### TASK STATEMENT
Please convert the rows, from the start through the line holding "x=186, y=75", inclusive, into a numbered list with blank lines dropped. Omit the pictures from your answer.

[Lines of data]
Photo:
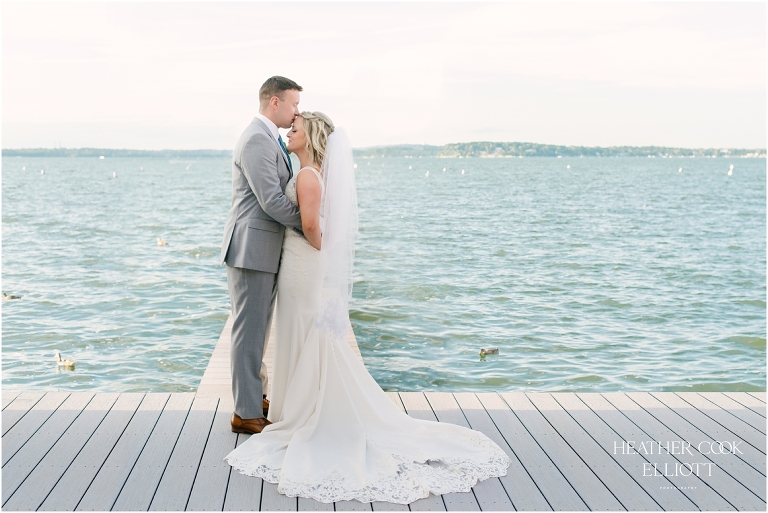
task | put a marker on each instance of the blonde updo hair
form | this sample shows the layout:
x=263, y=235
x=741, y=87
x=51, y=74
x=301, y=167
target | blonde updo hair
x=317, y=127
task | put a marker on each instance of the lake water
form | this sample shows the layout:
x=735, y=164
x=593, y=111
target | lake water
x=613, y=274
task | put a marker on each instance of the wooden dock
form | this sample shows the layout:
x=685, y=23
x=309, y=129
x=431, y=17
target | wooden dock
x=158, y=451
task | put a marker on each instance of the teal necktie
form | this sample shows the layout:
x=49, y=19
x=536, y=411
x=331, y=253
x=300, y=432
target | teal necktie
x=285, y=150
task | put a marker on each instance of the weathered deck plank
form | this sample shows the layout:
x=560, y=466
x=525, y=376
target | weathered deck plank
x=748, y=400
x=665, y=495
x=272, y=500
x=614, y=476
x=8, y=397
x=734, y=408
x=27, y=458
x=581, y=477
x=175, y=486
x=28, y=424
x=142, y=482
x=39, y=483
x=659, y=422
x=210, y=487
x=549, y=480
x=243, y=492
x=627, y=428
x=19, y=407
x=725, y=419
x=106, y=486
x=706, y=429
x=518, y=485
x=88, y=453
x=73, y=484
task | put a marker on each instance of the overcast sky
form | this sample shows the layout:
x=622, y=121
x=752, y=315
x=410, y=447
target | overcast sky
x=186, y=75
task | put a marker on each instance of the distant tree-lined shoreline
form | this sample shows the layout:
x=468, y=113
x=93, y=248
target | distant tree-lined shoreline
x=483, y=149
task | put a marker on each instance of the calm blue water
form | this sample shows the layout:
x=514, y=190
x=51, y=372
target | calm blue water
x=615, y=274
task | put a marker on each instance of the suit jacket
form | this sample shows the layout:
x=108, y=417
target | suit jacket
x=253, y=235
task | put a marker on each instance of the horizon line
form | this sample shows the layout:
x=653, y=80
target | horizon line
x=423, y=145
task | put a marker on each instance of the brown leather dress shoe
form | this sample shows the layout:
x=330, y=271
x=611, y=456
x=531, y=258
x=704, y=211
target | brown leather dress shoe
x=251, y=426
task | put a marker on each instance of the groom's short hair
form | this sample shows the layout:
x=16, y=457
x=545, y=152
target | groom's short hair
x=276, y=86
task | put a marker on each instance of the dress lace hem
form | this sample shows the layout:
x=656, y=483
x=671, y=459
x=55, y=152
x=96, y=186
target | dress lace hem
x=399, y=480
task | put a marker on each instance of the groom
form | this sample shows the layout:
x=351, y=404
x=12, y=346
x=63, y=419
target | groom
x=253, y=240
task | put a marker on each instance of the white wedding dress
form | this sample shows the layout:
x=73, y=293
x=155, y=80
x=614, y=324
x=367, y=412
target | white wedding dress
x=335, y=434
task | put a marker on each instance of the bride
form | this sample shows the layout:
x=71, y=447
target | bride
x=334, y=434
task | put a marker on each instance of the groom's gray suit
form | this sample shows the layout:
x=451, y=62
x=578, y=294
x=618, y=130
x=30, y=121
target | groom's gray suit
x=253, y=240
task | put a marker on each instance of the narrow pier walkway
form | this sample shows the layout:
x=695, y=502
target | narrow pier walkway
x=613, y=451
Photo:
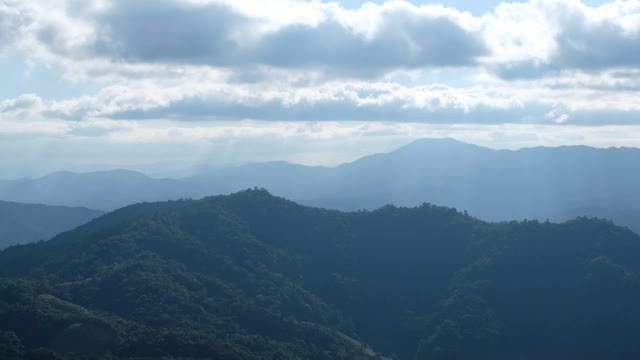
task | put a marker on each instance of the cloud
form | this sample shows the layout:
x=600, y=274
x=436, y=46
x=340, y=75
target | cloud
x=542, y=38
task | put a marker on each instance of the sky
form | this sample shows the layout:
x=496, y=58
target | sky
x=168, y=86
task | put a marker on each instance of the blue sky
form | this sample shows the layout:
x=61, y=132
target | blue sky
x=172, y=84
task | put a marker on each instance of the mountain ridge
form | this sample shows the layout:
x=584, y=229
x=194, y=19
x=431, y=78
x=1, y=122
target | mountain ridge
x=267, y=276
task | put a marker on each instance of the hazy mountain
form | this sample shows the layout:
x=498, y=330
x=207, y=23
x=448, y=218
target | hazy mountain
x=534, y=183
x=25, y=223
x=252, y=276
x=106, y=190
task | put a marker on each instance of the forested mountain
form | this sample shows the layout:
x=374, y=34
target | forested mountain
x=533, y=183
x=25, y=223
x=104, y=190
x=253, y=276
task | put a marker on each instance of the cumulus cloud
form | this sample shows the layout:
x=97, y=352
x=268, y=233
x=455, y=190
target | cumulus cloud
x=531, y=62
x=556, y=36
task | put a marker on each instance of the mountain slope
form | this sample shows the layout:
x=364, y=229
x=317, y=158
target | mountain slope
x=106, y=190
x=252, y=276
x=25, y=223
x=496, y=185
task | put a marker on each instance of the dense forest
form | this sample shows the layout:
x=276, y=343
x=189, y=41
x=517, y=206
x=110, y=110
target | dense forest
x=253, y=276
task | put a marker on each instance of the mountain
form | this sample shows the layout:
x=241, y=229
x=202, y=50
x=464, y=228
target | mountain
x=253, y=276
x=496, y=185
x=25, y=223
x=105, y=190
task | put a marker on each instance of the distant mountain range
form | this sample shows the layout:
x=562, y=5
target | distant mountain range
x=22, y=223
x=105, y=190
x=533, y=183
x=251, y=276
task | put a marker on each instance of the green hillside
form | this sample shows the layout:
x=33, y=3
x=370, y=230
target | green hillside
x=252, y=276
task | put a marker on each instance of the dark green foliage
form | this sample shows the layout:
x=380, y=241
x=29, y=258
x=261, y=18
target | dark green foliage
x=252, y=276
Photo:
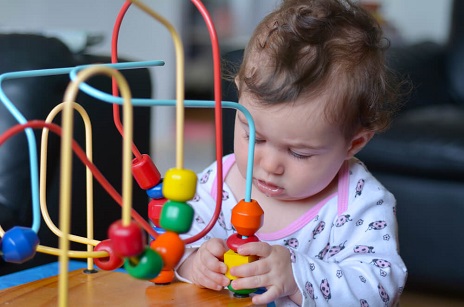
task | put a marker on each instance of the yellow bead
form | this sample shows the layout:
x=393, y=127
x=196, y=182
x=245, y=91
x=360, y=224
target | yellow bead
x=232, y=259
x=179, y=184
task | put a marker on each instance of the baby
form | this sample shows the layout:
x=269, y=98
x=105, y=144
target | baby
x=314, y=79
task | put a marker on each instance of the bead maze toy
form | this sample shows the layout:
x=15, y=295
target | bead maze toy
x=168, y=208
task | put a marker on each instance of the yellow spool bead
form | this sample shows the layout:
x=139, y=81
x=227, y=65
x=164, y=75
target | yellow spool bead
x=179, y=184
x=232, y=259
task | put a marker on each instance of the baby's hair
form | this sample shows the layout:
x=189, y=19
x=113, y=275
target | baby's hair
x=307, y=48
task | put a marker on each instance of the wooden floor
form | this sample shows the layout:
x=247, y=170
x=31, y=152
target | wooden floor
x=119, y=289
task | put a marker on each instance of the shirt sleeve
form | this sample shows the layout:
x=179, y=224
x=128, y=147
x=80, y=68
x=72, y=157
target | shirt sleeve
x=359, y=263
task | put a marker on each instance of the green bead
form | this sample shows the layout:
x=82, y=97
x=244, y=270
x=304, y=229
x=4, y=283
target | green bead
x=176, y=216
x=241, y=292
x=148, y=266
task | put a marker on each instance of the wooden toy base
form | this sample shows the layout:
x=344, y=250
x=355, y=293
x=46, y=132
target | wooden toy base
x=116, y=289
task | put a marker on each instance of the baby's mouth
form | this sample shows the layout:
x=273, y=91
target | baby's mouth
x=268, y=189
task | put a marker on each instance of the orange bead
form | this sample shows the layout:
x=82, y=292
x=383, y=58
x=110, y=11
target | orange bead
x=171, y=248
x=247, y=217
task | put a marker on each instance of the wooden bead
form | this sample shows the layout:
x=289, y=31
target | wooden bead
x=156, y=192
x=145, y=172
x=235, y=240
x=165, y=277
x=241, y=292
x=145, y=266
x=176, y=216
x=247, y=217
x=19, y=244
x=171, y=248
x=127, y=241
x=110, y=263
x=154, y=210
x=232, y=259
x=179, y=184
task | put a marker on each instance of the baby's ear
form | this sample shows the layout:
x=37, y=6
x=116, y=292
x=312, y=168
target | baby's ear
x=358, y=142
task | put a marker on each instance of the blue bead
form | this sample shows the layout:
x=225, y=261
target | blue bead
x=19, y=244
x=156, y=192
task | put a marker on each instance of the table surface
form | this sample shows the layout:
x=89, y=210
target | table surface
x=118, y=289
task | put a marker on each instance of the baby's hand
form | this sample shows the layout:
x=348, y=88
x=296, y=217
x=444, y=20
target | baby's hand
x=273, y=270
x=207, y=268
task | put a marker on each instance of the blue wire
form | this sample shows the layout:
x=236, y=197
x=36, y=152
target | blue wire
x=31, y=140
x=188, y=103
x=109, y=99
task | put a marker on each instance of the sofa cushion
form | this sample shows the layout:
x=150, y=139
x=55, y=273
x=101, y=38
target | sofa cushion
x=425, y=141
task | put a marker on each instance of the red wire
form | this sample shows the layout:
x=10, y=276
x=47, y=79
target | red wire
x=81, y=155
x=114, y=59
x=217, y=97
x=218, y=117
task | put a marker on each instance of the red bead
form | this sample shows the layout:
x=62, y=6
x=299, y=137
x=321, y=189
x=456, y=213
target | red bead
x=128, y=241
x=247, y=217
x=145, y=172
x=19, y=244
x=110, y=263
x=235, y=240
x=154, y=210
x=165, y=277
x=171, y=248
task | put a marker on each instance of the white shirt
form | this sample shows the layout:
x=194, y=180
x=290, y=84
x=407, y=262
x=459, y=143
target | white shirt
x=344, y=250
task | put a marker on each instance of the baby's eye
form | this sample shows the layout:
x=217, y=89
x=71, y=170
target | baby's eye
x=257, y=141
x=299, y=156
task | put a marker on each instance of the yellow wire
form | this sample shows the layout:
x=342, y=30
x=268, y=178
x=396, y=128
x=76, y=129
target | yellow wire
x=89, y=181
x=179, y=50
x=72, y=254
x=66, y=165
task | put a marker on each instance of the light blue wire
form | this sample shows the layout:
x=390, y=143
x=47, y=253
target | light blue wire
x=110, y=99
x=187, y=103
x=32, y=144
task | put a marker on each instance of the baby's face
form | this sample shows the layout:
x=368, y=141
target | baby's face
x=297, y=152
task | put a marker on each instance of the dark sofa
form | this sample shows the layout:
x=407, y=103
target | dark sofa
x=420, y=159
x=35, y=97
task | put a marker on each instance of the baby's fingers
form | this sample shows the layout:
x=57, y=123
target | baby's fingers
x=267, y=297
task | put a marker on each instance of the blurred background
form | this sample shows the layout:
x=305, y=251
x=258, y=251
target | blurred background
x=86, y=25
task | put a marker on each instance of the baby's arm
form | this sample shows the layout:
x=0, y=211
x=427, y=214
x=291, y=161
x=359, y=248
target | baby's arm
x=205, y=266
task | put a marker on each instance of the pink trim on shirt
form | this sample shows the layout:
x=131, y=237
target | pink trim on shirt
x=226, y=166
x=343, y=188
x=342, y=193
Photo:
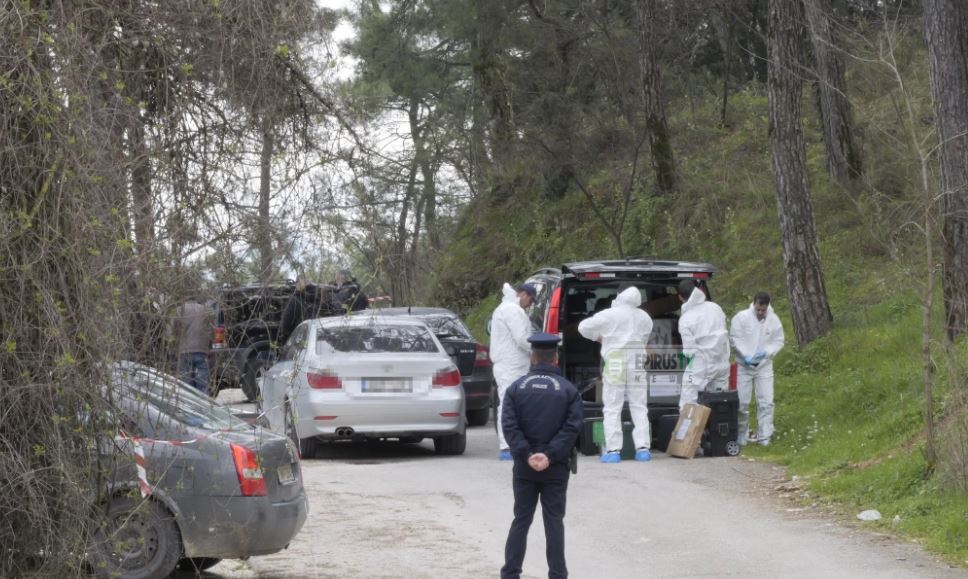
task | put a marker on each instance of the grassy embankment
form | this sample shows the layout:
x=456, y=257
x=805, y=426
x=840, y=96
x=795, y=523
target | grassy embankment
x=848, y=405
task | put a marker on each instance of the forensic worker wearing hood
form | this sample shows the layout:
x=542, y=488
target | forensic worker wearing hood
x=757, y=337
x=623, y=330
x=705, y=344
x=510, y=350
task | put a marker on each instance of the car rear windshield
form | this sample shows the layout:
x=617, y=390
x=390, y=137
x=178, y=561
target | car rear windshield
x=173, y=398
x=445, y=326
x=374, y=339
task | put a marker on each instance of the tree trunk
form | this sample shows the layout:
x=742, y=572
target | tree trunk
x=141, y=203
x=947, y=38
x=808, y=296
x=843, y=154
x=660, y=141
x=264, y=226
x=489, y=74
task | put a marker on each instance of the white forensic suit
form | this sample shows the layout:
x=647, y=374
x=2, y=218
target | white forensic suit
x=510, y=349
x=751, y=337
x=624, y=331
x=705, y=343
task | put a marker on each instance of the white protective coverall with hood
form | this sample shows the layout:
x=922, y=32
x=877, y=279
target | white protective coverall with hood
x=624, y=331
x=705, y=341
x=510, y=349
x=750, y=336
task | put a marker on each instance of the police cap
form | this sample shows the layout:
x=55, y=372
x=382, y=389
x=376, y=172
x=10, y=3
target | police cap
x=543, y=341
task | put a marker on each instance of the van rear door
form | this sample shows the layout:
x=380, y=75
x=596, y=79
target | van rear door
x=587, y=289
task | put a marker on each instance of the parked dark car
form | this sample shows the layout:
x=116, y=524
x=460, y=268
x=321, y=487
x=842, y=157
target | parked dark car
x=213, y=487
x=577, y=291
x=248, y=321
x=470, y=356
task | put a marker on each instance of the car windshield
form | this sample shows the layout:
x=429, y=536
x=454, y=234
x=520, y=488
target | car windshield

### OUTPUT FOR THIS TASK
1. Photo:
2. task | put a marker on each instance of the blonde updo hair
3. form | this sample shows the layout:
4. x=263, y=235
5. x=741, y=87
6. x=51, y=74
7. x=301, y=167
8. target | blonde updo hair
9. x=317, y=127
10. task | put a marker on each instance of the lake water
11. form | this sample shows the layout:
12. x=735, y=164
13. x=593, y=111
14. target | lake water
15. x=613, y=274
16. task | put a marker on each instance of the wooden dock
17. form | this sample shows the layout:
18. x=685, y=23
19. x=309, y=129
20. x=431, y=17
21. target | wooden dock
22. x=158, y=451
23. task | put a marker on each instance of the teal necktie
24. form | this sample shows the layout:
25. x=49, y=19
26. x=536, y=411
27. x=331, y=253
28. x=300, y=432
29. target | teal necktie
30. x=285, y=150
31. task | put a marker on each instance of the weathered deck plank
32. form | this sample shows the layout:
33. x=560, y=466
34. x=525, y=376
35. target | weathered deck plank
36. x=748, y=400
37. x=665, y=495
38. x=272, y=500
39. x=614, y=476
40. x=8, y=397
41. x=734, y=408
42. x=27, y=458
43. x=581, y=477
44. x=175, y=486
45. x=28, y=424
46. x=142, y=482
47. x=39, y=483
48. x=659, y=422
49. x=210, y=487
50. x=549, y=480
51. x=243, y=492
52. x=627, y=428
53. x=19, y=407
54. x=725, y=419
55. x=106, y=486
56. x=706, y=429
57. x=518, y=485
58. x=88, y=453
59. x=73, y=484
60. task | put a marker on each instance of the overcast sky
61. form | this sample shows the layout:
62. x=622, y=121
63. x=752, y=315
64. x=410, y=447
65. target | overcast sky
66. x=186, y=75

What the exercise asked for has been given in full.